* EXERCISE PROMPT *
Starting at the line that holds "of the distant", set down each line through the end of the listing, exactly as written and with nothing added.
══ RAW DATA
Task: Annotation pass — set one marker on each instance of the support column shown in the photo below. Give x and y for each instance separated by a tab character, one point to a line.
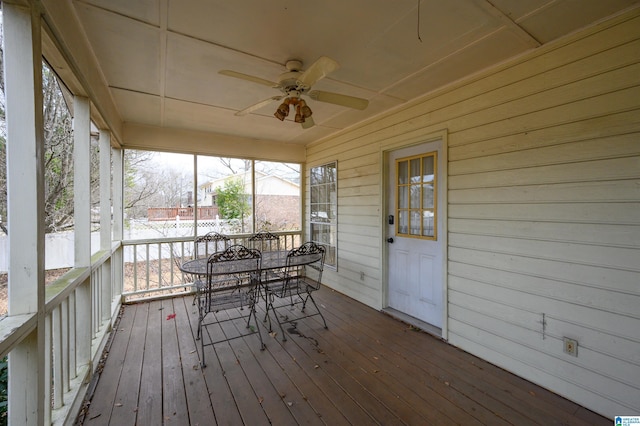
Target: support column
105	219
118	217
25	194
82	225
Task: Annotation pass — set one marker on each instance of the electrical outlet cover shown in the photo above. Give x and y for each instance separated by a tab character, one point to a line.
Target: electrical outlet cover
570	346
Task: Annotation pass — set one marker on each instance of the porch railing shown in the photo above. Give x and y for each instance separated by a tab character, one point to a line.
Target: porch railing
82	305
151	265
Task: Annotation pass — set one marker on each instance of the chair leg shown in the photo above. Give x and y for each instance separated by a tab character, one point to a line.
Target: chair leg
309	296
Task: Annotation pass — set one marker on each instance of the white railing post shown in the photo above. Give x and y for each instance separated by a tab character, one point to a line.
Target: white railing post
25	188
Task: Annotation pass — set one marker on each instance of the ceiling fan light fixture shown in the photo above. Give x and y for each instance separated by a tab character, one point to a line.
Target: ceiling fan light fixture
283	110
299	116
305	110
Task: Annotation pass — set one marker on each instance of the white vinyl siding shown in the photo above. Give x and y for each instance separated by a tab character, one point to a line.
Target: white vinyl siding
543	218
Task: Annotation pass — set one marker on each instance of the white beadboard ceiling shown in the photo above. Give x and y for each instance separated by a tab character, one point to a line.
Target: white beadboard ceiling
160	58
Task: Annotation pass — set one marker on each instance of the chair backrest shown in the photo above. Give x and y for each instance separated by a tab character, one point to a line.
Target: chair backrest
264	241
206	245
306	263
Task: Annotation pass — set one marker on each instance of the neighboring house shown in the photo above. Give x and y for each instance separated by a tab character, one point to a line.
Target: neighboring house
277	203
537	206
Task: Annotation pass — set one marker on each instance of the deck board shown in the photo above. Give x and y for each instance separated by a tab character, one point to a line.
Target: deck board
367	368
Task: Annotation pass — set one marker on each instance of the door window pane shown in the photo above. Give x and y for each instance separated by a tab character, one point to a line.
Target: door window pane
416	196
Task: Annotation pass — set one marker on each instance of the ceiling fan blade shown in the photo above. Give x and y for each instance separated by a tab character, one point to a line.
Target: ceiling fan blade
318	70
338	99
248	77
308	122
259	105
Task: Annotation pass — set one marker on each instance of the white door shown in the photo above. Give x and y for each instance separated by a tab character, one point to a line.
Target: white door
415	218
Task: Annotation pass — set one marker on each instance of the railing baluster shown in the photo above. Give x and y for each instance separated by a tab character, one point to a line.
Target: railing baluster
64	338
135	268
48	359
160	265
57	358
73	367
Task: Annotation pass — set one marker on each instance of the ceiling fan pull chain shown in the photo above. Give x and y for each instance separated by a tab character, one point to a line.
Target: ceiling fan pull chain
419	38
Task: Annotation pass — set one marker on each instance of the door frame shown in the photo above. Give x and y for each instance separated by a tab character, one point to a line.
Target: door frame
385	152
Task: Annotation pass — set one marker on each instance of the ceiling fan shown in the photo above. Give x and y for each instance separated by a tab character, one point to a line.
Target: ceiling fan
293	84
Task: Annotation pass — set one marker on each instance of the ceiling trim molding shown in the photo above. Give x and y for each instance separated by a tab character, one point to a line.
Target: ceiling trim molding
154	138
69	53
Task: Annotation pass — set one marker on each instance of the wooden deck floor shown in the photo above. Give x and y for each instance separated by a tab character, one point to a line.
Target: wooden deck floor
367	368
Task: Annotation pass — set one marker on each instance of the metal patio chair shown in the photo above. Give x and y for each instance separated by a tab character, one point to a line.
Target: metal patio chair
204	246
231	285
302	276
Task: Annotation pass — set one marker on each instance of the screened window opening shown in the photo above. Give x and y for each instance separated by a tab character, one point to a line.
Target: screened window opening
416	196
323	187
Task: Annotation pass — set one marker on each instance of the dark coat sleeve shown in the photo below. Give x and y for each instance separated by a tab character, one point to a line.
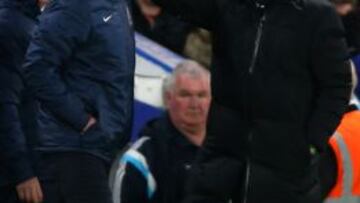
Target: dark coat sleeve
332	77
61	30
13	150
198	12
134	188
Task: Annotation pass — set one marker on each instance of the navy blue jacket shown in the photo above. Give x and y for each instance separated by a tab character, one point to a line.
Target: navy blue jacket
17	122
81	62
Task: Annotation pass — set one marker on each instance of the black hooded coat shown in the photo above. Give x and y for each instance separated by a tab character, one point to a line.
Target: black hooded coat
280	83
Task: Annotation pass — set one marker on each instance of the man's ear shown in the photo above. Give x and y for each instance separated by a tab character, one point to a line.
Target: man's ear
167	97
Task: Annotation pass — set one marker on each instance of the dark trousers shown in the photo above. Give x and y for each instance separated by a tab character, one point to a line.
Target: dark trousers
8	194
74	177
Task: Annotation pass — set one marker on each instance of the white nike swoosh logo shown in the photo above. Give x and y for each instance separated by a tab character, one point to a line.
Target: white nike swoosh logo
106	19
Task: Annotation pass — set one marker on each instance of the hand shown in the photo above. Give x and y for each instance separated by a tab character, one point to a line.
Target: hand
92	121
30	191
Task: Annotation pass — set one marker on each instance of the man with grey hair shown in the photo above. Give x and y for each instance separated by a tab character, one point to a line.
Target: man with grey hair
155	168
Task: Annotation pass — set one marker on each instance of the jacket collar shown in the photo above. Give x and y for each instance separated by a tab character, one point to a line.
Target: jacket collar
27	7
263	4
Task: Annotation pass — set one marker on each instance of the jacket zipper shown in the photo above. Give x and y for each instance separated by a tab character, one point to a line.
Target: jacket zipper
247	175
259	33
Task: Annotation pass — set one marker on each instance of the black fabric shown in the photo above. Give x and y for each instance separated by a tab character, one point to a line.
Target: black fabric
282	97
169	155
74	178
18	126
8	194
327	171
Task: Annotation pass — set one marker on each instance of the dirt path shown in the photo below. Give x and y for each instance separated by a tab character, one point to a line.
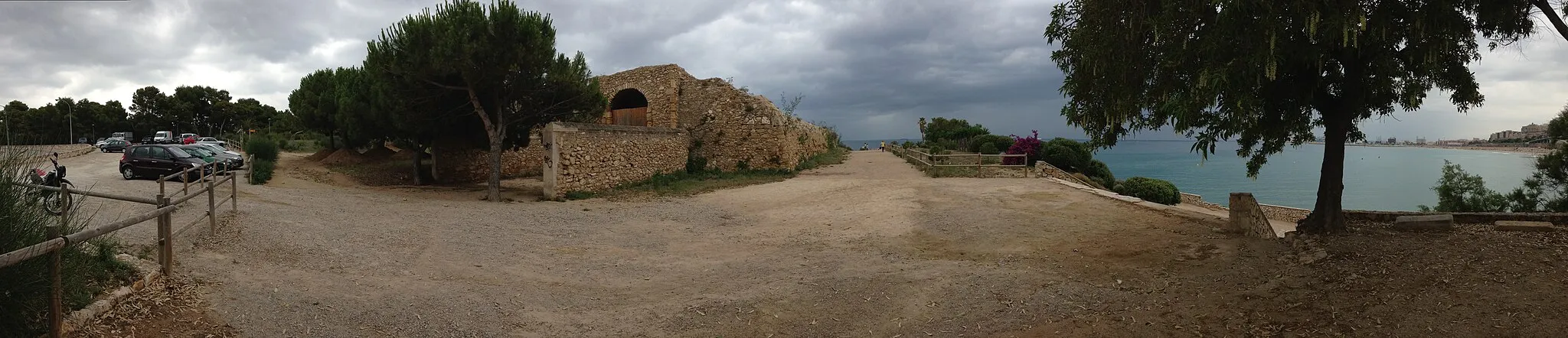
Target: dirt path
866	248
869	248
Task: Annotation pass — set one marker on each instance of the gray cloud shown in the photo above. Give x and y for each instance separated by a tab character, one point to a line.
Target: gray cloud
871	68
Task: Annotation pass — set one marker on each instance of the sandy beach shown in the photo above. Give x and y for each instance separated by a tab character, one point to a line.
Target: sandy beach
1529	151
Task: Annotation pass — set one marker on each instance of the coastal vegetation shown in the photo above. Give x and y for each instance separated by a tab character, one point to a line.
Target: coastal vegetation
485	89
1307	66
87	269
1152	190
941	135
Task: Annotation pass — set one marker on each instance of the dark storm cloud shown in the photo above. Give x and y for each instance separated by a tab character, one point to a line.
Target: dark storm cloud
871	68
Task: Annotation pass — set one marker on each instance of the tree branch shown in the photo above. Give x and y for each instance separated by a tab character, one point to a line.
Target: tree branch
1551	16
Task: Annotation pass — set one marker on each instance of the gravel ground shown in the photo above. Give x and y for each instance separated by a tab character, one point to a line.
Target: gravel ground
869	248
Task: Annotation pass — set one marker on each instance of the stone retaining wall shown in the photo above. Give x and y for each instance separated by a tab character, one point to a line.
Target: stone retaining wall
459	164
596	157
1044	170
1463	218
1274	212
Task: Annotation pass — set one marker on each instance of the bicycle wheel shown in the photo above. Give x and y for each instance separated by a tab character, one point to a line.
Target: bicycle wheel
55	202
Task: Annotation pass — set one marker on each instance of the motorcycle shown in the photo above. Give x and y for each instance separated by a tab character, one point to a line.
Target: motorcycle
54	200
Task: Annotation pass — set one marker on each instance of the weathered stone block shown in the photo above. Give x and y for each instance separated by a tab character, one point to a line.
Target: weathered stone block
1249	218
1424	223
1523	226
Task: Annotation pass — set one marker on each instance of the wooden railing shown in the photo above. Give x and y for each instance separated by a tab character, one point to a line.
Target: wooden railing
164	209
981	158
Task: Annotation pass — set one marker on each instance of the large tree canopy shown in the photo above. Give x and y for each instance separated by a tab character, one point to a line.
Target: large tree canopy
1266	74
498	57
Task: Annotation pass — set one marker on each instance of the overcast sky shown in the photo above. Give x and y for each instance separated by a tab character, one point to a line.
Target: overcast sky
871	68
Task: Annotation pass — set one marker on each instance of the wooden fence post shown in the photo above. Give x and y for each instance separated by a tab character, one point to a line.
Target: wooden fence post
978	164
165	239
234	193
212	210
57	293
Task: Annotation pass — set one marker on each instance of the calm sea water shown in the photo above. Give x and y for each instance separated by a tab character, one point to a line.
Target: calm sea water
1376	177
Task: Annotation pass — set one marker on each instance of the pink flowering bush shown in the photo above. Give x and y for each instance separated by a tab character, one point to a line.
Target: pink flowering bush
1026	146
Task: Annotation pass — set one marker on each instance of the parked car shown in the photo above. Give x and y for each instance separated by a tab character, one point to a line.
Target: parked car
221	149
157	160
212	141
233	160
164	137
113	146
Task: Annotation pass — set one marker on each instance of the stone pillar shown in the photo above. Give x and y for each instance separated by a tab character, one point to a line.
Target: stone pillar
552	158
1249	218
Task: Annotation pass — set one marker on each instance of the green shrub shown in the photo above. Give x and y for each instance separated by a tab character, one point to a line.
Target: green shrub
1067	154
260	171
1459	191
24	288
1101	174
695	163
1152	190
990	143
263	149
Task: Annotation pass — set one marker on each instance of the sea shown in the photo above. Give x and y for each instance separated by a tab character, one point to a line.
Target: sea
1376	177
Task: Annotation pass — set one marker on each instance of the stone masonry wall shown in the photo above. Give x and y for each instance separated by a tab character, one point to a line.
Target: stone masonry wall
731	127
661	85
459	164
596	157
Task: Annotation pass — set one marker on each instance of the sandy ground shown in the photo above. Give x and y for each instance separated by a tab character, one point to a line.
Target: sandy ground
869	248
1526	151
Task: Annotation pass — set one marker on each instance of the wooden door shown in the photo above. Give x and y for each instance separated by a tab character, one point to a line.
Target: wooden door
631	116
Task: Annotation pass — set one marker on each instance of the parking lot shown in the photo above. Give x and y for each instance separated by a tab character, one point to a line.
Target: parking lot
100	173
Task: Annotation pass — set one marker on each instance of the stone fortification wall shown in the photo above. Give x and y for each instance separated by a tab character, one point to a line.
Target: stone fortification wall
734	128
596	157
460	164
661	85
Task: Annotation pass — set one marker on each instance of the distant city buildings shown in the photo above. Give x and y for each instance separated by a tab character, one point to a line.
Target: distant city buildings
1526	133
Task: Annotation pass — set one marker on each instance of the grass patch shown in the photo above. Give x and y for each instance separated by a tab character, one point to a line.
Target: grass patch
300	146
835	155
260	171
24	288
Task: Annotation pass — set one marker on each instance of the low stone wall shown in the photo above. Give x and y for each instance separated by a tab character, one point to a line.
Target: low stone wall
1274	212
1192	199
1044	170
1463	218
1285	213
595	157
463	164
════
* SOLUTION *
Task: Annotation pass — set one marker on each instance of the distant city buildings shown in the photo above. Give x and y for each instance separated by a tab character, one point to a line.
Target: distant city buildings
1526	133
Task: Annotation pass — set one marker on each instance of the grass patch shown in the photo above. Give x and y for each instance separated by a tab character, one point to a line.
Target: grass patch
300	146
835	155
260	171
24	288
Task: Annotation pass — set one marker on each instance of the low stone wall shown in the photo above. Give x and y for each instance separated by a tab character, one point to a line.
Target: low stone wall
1274	212
1192	199
1044	170
1463	218
1285	213
595	157
463	164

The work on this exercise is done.